Materials provided |
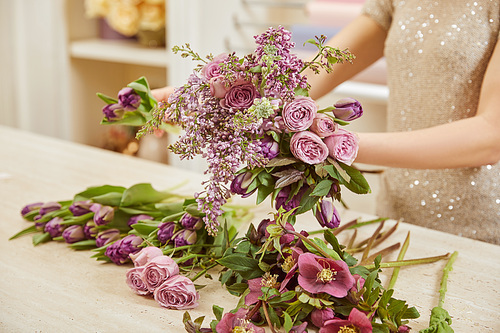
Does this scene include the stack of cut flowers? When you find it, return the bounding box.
[11,27,458,333]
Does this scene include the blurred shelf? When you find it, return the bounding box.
[70,38,169,68]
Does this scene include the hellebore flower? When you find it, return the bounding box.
[69,200,93,216]
[118,87,141,111]
[90,204,115,226]
[333,97,363,121]
[104,235,142,265]
[95,229,120,247]
[319,308,373,333]
[215,308,265,333]
[62,225,86,244]
[180,213,203,230]
[230,171,257,198]
[298,253,355,298]
[127,214,154,227]
[45,217,64,238]
[157,222,176,244]
[315,199,340,229]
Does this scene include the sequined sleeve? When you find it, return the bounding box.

Exercise aim | Please copy the data above line for line, starting at the line that contains "Does this scene include the hellebore" and ending at the final line of the data.

Full response |
Does this scene include the hellebore flower? When you find it, return the bounding box.
[69,200,93,216]
[118,87,141,111]
[90,204,115,226]
[333,97,363,121]
[104,235,142,265]
[95,229,120,247]
[319,308,373,333]
[215,308,265,333]
[62,225,86,244]
[180,213,203,230]
[230,171,257,198]
[298,253,355,298]
[127,214,154,227]
[45,217,64,238]
[157,222,176,244]
[315,199,340,229]
Does this scene include the sequined sleeve? When you find it, return the bounding box.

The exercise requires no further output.